> **Exercise instructions**: All lines ahead of the one containing "washer control panel" are to be left out; that line and each one after it, through the end of the records below, are to be duplicated exactly.
[Opening Stored data section]
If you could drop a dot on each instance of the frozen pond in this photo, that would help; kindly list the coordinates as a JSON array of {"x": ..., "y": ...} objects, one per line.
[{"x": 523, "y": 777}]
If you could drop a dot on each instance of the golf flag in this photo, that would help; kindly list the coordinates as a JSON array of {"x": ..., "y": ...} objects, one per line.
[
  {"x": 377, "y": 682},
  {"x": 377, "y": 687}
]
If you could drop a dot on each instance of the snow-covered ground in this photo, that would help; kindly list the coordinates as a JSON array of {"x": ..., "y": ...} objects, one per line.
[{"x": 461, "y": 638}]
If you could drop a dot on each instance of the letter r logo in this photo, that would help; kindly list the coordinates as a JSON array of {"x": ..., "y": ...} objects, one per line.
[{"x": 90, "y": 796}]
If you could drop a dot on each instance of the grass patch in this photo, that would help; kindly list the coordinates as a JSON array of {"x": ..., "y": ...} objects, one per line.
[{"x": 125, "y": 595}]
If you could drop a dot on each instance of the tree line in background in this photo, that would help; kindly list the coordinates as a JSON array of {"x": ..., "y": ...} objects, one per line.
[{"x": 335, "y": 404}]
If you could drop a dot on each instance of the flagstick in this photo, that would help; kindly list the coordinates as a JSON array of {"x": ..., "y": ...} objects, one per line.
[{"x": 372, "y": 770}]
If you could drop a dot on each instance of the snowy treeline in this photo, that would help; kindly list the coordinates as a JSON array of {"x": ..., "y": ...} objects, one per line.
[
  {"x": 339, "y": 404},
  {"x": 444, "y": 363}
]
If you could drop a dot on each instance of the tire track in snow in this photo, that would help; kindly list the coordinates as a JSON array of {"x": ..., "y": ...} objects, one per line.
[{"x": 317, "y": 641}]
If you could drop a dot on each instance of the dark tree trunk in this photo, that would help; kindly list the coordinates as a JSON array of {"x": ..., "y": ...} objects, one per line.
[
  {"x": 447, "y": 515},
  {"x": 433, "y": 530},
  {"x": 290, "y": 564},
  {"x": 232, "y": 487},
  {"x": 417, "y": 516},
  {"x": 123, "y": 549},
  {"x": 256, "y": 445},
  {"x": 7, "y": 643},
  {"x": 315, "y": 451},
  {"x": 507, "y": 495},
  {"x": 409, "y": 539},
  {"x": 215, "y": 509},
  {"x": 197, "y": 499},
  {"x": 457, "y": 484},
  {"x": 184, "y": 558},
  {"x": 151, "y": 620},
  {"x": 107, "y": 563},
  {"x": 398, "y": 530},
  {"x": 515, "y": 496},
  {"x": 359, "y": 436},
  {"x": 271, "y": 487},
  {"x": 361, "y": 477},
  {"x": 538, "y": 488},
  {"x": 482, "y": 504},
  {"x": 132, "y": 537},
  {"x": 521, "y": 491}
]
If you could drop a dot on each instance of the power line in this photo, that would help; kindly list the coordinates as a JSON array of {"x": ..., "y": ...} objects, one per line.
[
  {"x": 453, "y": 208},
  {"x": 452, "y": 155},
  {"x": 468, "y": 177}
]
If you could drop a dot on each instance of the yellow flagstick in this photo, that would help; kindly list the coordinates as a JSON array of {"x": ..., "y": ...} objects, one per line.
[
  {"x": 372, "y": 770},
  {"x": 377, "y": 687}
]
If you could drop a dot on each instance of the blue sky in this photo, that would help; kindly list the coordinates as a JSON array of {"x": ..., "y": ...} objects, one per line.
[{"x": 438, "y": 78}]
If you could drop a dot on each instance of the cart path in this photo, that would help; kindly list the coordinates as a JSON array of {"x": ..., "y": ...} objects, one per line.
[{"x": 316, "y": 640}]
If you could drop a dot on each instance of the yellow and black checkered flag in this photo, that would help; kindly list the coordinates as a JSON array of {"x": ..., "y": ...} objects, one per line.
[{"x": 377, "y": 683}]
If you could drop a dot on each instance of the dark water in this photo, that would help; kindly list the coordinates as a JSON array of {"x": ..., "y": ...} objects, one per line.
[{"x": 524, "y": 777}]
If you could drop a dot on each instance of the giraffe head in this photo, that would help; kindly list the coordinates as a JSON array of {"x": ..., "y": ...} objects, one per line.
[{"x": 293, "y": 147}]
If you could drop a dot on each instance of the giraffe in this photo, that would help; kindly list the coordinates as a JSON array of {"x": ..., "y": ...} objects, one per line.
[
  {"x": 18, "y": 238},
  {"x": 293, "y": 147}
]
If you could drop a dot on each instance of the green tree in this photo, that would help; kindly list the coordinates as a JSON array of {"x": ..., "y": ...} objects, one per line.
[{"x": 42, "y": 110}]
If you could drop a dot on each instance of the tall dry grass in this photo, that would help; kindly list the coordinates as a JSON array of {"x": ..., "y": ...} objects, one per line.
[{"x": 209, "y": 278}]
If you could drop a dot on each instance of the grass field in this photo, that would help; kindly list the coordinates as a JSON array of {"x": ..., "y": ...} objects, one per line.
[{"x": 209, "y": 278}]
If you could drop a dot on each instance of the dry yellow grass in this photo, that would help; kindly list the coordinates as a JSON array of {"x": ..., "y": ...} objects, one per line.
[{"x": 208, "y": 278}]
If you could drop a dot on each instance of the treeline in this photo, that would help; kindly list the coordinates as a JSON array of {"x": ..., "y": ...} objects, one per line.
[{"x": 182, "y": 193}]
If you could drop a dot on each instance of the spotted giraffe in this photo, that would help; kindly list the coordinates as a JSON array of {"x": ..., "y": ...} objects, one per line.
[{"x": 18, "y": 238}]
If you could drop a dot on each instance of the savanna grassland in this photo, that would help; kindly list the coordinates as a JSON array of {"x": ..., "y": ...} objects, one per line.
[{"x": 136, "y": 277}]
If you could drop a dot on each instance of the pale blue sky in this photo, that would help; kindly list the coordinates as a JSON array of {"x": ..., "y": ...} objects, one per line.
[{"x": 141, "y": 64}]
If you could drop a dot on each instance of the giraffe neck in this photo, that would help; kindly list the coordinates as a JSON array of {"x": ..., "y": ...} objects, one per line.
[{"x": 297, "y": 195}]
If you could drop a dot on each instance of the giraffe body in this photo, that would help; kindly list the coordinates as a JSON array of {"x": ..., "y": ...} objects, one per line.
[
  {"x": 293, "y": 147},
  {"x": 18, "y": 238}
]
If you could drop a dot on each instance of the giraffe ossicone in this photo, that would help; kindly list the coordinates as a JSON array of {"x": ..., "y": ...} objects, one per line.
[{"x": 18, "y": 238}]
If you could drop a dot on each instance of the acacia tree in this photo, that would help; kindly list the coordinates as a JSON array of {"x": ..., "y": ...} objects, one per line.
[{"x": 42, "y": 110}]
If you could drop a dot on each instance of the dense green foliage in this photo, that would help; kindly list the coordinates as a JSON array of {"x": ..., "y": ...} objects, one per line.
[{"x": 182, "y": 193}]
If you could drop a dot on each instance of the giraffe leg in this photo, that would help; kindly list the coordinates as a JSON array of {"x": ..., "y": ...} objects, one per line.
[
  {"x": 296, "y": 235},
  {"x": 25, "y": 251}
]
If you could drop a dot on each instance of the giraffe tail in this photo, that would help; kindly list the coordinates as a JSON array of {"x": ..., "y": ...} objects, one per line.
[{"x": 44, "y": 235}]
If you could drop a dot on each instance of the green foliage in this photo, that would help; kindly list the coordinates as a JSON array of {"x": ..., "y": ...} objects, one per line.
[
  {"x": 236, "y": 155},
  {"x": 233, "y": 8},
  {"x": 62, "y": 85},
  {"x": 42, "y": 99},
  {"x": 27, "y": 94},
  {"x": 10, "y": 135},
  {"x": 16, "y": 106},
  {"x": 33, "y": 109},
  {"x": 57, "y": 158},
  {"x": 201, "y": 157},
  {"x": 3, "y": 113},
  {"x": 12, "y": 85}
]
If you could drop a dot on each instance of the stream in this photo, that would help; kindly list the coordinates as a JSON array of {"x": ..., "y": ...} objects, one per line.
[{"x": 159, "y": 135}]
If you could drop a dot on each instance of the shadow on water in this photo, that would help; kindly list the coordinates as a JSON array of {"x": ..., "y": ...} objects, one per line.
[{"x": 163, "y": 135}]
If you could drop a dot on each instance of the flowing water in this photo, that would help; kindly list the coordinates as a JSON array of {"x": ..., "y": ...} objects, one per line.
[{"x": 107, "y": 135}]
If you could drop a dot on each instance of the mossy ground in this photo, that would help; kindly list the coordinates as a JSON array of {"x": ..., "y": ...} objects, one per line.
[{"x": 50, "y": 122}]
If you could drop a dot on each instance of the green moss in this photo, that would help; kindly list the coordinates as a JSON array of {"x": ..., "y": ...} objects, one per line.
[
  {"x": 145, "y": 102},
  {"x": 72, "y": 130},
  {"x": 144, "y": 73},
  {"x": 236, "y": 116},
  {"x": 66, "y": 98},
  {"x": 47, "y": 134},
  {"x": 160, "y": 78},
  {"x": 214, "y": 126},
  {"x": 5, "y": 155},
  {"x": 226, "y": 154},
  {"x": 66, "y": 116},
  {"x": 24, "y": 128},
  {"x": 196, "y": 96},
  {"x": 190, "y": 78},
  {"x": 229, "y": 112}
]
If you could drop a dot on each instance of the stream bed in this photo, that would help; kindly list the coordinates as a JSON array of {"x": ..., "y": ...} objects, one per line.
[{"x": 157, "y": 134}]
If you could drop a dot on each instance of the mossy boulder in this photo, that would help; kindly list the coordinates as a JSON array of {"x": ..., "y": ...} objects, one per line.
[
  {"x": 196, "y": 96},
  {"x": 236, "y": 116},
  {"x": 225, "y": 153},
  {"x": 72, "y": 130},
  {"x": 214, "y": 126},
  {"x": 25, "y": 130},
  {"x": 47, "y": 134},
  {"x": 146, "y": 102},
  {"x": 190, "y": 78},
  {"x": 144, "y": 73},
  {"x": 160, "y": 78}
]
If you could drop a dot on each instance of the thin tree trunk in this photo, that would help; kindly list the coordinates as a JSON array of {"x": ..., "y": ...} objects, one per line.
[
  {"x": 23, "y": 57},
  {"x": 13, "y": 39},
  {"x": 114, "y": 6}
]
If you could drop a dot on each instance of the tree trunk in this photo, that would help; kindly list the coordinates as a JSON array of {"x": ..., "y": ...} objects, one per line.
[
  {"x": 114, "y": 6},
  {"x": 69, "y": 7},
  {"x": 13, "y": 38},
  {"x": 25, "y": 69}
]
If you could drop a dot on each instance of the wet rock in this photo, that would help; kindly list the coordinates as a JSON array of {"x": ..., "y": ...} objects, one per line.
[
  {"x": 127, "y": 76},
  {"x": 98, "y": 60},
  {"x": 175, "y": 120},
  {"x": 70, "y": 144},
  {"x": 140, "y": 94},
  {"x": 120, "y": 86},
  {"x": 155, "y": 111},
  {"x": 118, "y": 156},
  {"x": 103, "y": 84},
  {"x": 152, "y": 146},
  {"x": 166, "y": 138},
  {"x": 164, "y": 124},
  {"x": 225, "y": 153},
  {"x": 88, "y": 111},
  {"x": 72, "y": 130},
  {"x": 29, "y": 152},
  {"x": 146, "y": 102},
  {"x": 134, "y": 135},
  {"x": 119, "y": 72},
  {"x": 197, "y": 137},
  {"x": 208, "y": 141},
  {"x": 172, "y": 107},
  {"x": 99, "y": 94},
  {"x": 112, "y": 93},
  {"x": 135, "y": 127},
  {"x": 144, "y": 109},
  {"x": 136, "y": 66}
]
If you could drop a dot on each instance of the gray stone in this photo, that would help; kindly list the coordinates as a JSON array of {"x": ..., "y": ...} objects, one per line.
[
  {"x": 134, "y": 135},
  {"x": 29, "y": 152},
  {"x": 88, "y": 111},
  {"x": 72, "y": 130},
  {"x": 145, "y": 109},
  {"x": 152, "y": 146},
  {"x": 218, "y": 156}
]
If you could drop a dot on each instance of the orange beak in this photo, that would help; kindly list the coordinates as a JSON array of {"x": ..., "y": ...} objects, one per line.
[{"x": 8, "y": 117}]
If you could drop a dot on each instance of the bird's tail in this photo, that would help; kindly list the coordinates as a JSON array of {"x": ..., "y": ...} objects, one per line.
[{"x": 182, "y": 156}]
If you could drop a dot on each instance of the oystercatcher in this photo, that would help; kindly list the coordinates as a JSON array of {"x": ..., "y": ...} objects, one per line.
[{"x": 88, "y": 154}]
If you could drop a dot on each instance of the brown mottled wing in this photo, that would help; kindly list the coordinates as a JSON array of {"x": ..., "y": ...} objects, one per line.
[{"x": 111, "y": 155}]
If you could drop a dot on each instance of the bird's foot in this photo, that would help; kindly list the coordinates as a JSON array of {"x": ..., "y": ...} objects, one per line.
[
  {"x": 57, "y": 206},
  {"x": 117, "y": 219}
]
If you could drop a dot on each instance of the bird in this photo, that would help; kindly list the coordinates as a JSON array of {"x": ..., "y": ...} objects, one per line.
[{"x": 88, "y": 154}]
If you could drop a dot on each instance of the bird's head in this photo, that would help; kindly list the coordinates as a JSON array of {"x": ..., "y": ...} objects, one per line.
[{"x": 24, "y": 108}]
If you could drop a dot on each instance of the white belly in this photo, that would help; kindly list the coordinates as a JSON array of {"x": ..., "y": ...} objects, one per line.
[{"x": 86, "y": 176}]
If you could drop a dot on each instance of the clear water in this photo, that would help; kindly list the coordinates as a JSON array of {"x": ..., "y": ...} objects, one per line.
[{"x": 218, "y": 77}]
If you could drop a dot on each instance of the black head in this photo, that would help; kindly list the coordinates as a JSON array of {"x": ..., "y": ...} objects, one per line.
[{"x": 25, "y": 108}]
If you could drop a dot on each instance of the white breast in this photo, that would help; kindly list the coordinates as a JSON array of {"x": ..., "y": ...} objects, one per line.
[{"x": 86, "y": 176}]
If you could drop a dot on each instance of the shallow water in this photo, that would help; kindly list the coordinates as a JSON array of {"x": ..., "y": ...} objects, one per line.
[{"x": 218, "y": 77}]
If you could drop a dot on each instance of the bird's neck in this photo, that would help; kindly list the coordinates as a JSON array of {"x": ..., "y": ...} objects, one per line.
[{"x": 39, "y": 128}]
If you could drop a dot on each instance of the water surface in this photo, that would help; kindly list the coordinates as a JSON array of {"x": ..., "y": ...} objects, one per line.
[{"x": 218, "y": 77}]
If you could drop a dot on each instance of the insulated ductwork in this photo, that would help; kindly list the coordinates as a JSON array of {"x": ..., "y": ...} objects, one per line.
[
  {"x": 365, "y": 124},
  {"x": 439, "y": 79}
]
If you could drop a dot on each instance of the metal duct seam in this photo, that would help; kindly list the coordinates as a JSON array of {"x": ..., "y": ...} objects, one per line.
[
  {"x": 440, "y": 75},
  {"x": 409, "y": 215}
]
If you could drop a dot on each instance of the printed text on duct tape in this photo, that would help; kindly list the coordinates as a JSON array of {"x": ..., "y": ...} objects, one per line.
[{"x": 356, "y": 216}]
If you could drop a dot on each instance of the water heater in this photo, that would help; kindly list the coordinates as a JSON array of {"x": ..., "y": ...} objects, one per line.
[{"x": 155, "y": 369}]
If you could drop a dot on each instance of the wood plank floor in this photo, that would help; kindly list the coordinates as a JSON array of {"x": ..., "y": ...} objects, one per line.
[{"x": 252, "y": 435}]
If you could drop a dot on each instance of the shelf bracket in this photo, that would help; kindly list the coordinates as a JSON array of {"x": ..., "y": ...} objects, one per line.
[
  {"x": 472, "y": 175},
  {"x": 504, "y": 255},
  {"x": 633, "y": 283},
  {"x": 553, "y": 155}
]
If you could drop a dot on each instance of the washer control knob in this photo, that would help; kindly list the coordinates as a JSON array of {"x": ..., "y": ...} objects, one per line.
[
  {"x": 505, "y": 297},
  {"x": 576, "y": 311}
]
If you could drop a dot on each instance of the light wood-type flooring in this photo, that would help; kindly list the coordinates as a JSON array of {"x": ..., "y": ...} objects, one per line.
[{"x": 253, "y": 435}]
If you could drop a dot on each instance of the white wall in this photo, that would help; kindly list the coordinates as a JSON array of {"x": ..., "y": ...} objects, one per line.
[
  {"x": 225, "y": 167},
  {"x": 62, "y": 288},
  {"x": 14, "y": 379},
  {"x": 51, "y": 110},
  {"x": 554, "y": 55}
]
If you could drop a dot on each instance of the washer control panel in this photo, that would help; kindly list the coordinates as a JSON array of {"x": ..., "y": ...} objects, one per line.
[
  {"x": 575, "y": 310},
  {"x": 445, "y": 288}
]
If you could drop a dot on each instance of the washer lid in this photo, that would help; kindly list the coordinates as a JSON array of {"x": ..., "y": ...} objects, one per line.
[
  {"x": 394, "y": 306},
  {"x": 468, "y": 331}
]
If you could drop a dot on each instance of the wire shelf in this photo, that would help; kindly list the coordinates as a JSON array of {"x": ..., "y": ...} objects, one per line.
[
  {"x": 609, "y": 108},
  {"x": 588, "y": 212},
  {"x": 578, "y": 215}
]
[Closing Stored data section]
> **Completed exercise**:
If you could drop a dot on each instance of the washer control panel in this photo, that would help; kindly list the coordinates as a JSON array of {"x": ..., "y": ...} objects, one per line.
[
  {"x": 575, "y": 310},
  {"x": 445, "y": 288}
]
If you could drop a dot on each instance of the washer lid in this photo, that would help; kindly list the coordinates as a JSON array of {"x": ..., "y": ...} objects, one per line.
[
  {"x": 394, "y": 306},
  {"x": 468, "y": 331}
]
If you could drop a dot on each instance of the wire shelf in this photo, that would help; kindly list the coordinates as a JSON array of {"x": ..., "y": ...} objects, one per line.
[
  {"x": 609, "y": 108},
  {"x": 588, "y": 212},
  {"x": 578, "y": 215}
]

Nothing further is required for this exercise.